**Goal**
Recast the stretch of material that opens with the line containing "Locate every instance of the protruding" and closes with the line containing "Locate every instance of the weathered" as a Markdown table with the columns Row and Line, one numbered row per line and no blank lines.

────────

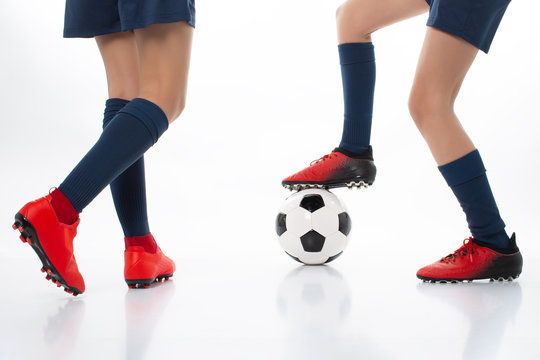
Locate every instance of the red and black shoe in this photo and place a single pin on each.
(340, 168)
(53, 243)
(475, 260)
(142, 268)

────────

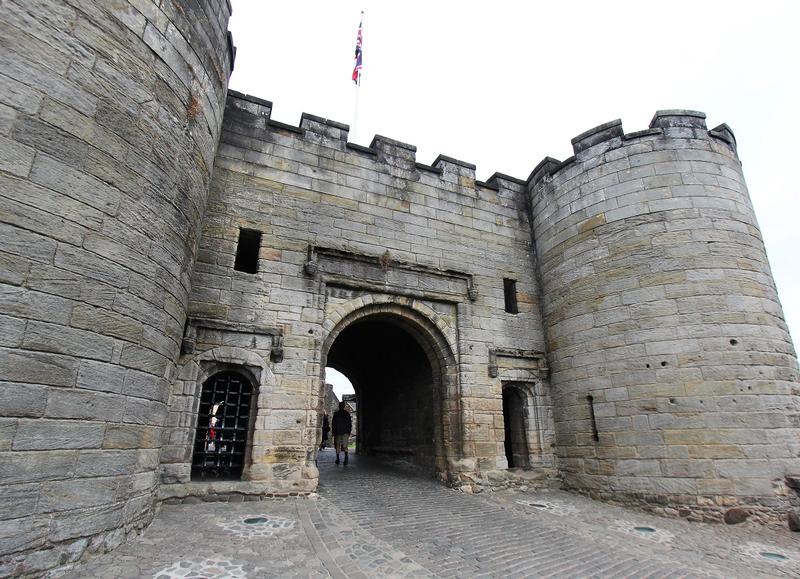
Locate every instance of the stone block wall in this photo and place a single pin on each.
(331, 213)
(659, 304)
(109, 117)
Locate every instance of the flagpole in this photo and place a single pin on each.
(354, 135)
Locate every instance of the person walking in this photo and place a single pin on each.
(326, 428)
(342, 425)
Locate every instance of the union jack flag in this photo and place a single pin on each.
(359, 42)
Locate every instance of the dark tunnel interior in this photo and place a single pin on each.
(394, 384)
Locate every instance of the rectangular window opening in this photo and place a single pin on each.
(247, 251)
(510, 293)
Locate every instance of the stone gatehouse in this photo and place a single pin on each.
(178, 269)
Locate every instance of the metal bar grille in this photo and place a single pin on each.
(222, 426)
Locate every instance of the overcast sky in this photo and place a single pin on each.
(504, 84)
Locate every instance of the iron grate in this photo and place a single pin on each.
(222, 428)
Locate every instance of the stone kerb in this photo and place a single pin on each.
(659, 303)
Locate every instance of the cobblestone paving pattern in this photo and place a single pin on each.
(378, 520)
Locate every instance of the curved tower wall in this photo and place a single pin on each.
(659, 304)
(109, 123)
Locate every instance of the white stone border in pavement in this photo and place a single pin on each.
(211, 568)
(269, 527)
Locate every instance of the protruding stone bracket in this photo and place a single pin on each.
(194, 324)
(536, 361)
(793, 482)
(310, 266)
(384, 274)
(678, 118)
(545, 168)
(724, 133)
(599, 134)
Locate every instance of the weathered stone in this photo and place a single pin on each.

────────

**Output of the exercise**
| Row | Line |
|---|---|
| 1 | Locate every instance of the protruding stone bracket in this photo and place a single pin on each. |
| 2 | (194, 324) |
| 3 | (536, 361) |
| 4 | (793, 482) |
| 5 | (310, 266) |
| 6 | (384, 274) |
| 7 | (678, 118) |
| 8 | (545, 168) |
| 9 | (724, 133) |
| 10 | (599, 134) |
| 11 | Locate every instance of the weathered stone in this photo and place a single pin on each. |